**WHAT YOU SHOULD DO**
Repeat the entire listing exactly.

*** Block opens ***

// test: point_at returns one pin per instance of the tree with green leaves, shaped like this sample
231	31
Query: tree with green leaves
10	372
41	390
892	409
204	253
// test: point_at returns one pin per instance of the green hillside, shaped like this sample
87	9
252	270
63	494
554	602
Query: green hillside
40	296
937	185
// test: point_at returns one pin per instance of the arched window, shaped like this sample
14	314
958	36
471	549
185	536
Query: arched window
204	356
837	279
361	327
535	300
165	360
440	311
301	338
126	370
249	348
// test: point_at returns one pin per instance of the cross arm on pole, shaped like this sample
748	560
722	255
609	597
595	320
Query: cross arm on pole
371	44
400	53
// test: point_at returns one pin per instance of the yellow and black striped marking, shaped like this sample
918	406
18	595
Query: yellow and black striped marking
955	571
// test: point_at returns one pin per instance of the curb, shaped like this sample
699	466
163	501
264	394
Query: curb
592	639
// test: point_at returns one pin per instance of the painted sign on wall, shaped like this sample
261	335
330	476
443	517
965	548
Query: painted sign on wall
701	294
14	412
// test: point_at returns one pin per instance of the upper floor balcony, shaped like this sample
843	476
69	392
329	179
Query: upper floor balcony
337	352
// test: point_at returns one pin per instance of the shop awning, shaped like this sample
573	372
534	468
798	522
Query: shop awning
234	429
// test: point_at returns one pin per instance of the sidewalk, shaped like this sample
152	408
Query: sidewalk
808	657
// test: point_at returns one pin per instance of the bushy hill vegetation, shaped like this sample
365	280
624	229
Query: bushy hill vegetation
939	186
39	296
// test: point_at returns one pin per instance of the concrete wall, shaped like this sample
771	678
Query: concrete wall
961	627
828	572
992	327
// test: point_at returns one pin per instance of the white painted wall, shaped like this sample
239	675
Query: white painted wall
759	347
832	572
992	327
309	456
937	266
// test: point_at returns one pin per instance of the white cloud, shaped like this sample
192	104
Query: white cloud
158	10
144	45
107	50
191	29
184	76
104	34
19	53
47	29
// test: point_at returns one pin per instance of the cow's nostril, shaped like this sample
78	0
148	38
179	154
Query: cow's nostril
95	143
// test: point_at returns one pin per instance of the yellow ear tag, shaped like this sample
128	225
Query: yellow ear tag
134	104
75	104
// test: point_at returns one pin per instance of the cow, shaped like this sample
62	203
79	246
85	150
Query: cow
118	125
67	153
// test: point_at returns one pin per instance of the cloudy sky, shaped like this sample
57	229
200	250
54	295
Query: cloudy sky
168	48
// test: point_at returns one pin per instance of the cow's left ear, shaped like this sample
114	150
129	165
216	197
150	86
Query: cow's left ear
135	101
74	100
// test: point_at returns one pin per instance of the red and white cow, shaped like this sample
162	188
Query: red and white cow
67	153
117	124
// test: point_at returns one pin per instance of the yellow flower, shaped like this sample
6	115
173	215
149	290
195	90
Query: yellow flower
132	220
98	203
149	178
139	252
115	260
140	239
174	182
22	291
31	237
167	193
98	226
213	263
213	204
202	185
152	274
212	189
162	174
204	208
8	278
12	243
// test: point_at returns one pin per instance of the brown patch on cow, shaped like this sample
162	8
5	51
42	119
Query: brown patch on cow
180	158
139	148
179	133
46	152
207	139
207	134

*** Block closes ***

**EXERCISE SOLUTION**
// test: point_at returns one pin per instance of the tree with green leaves, shaped like this sample
231	31
Query: tree with green leaves
10	372
41	390
892	409
204	253
// test: point_at returns one pin per instance of the green hillside, shaped like this sample
87	9
252	270
63	494
554	602
Query: green hillside
40	296
937	185
// test: point_at returns one pin per instance of the arched window, shaped like this sample
14	314
958	36
471	549
185	536
Query: arched window
204	356
837	279
361	327
535	300
165	360
440	311
301	338
126	370
249	348
// test: point_at returns one pin per instance of the cross arm on pole, shaped like this sample
748	560
722	255
609	597
595	320
Query: cross arm on pole
371	44
400	53
// test: point_at returns one pin per instance of the yellow and black striped marking, shaped like this sample
918	406
18	595
Query: yellow and black striped marking
955	571
// test: point_at returns one pin per instance of the curb, shaped like this sample
699	466
163	501
264	394
Query: curb
592	639
// test: point_at returns one pin per instance of the painted sign on wall, shaped like this sample
261	335
330	476
443	517
965	548
Query: painted sign on wall
701	294
14	412
// test: point_at returns one pin per instance of the upper floor balcony, shaped like this sample
843	476
69	392
329	179
Query: upper floor balcony
337	352
// test: point_at returns one pin per instance of the shop awning, shaped like this sample
573	372
534	468
798	522
Query: shop awning
234	429
// test: point_at returns one pin per instance of the sidewalk, shaped like this sample
152	408
Query: sidewalk
808	657
// test: point_at returns one pin per instance of the bushy hill vegetation, shaped like this sample
365	280
624	229
Query: bushy hill vegetation
939	186
39	296
// test: point_at returns one pin per instance of the concrete wall, shaped like this sample
771	678
Query: concrete wall
961	627
828	572
992	327
// test: point_at returns one pin per instance of the white painted wall, shaped like this sample
239	675
Query: white painted wall
759	347
832	572
992	327
309	456
937	266
// test: point_at returns one pin per instance of the white cloud, shaped like this sample
192	104
Query: white cloud
158	10
144	45
107	50
191	29
184	76
104	34
19	53
47	29
// test: point_at returns one pin per instance of the cow's nostril, shaped like this sample
78	0
148	38
179	154
Query: cow's nostril
95	143
// test: point_at returns one pin per instance of the yellow ear tag, shaped like this sample
128	225
Query: yellow ear tag
134	104
75	104
// test: point_at returns one pin per instance of the cow, shaped like this sample
62	203
79	246
85	150
Query: cow
118	125
67	153
// test: point_at returns one pin per instance of the cloudy sky, shaped like this sample
57	229
200	250
54	295
Query: cloudy sky
168	48
// test: point_at returns one pin per instance of the cow's left ear, shaped like this sample
114	150
129	165
216	197
150	86
Query: cow's left ear
135	101
74	100
// test: point_at returns one pin per instance of the red and white cow, shaped like this sample
162	188
Query: red and white cow
67	153
117	124
// test: point_at returns one pin per instance of the yellow flower, shaped like this sample
6	115
173	215
149	290
195	90
Query: yellow flower
132	220
98	203
149	178
139	252
115	260
140	239
174	182
22	291
31	237
167	193
98	226
213	263
213	204
202	185
152	274
212	189
162	174
204	208
8	278
12	243
// test: point_at returns one pin per instance of the brown patch on cow, shaped like this sample
162	8
5	51
42	119
Query: brown patch on cow
180	158
139	148
179	133
46	152
207	139
207	134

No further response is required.